Aim of the exercise: Count how many lines of the data include the string "pedestrian", then say that number and stop.

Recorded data
------------------------

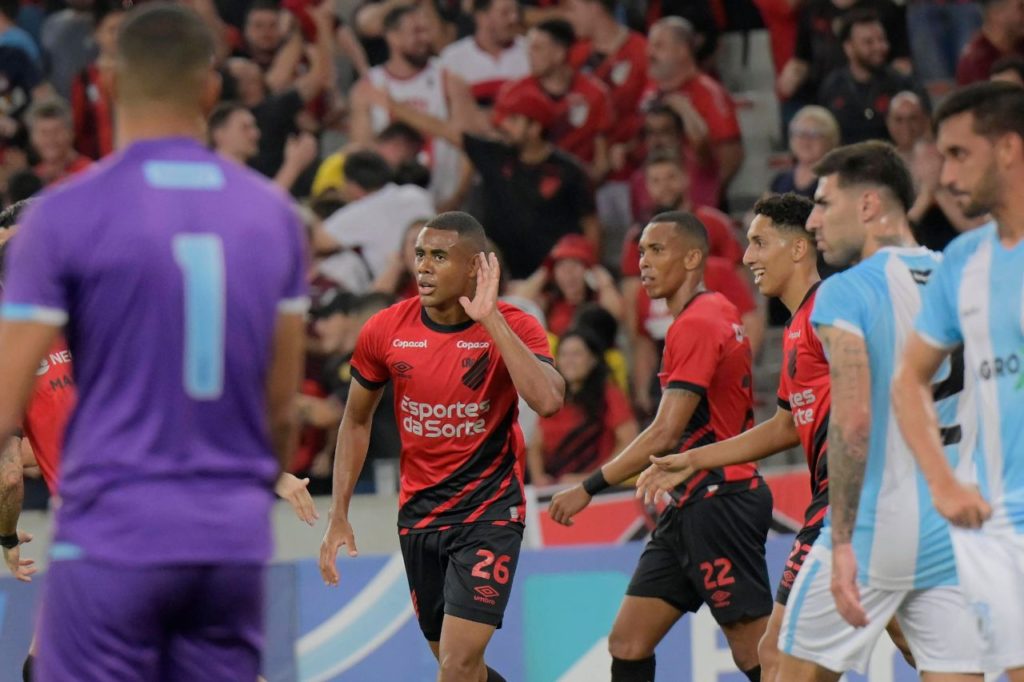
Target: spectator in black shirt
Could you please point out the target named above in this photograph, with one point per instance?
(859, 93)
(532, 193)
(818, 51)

------------------------

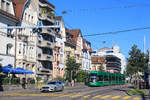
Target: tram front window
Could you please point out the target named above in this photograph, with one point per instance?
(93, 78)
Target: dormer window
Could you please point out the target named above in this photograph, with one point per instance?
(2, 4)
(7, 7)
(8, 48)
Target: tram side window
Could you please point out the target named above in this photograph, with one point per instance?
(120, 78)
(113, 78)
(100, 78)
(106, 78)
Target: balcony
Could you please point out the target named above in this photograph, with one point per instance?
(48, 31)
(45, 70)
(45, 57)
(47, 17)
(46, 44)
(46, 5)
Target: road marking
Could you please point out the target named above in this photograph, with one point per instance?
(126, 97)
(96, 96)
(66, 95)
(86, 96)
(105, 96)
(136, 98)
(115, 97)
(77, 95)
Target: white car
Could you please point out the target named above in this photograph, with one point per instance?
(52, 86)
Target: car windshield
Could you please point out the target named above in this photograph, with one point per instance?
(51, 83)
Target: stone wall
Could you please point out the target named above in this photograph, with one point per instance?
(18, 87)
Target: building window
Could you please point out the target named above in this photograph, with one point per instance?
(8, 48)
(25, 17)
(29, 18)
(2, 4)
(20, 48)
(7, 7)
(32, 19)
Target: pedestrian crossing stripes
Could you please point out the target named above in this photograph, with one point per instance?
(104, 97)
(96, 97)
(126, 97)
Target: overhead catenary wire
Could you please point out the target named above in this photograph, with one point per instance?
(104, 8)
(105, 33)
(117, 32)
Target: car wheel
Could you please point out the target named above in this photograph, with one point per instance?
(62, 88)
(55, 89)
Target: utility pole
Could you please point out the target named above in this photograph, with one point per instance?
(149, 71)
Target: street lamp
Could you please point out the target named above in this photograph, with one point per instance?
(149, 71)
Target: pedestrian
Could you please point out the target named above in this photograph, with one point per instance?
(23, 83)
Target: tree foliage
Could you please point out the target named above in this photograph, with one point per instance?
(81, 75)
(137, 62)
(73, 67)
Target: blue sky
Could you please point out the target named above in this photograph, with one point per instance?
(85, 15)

------------------------

Your solution: 2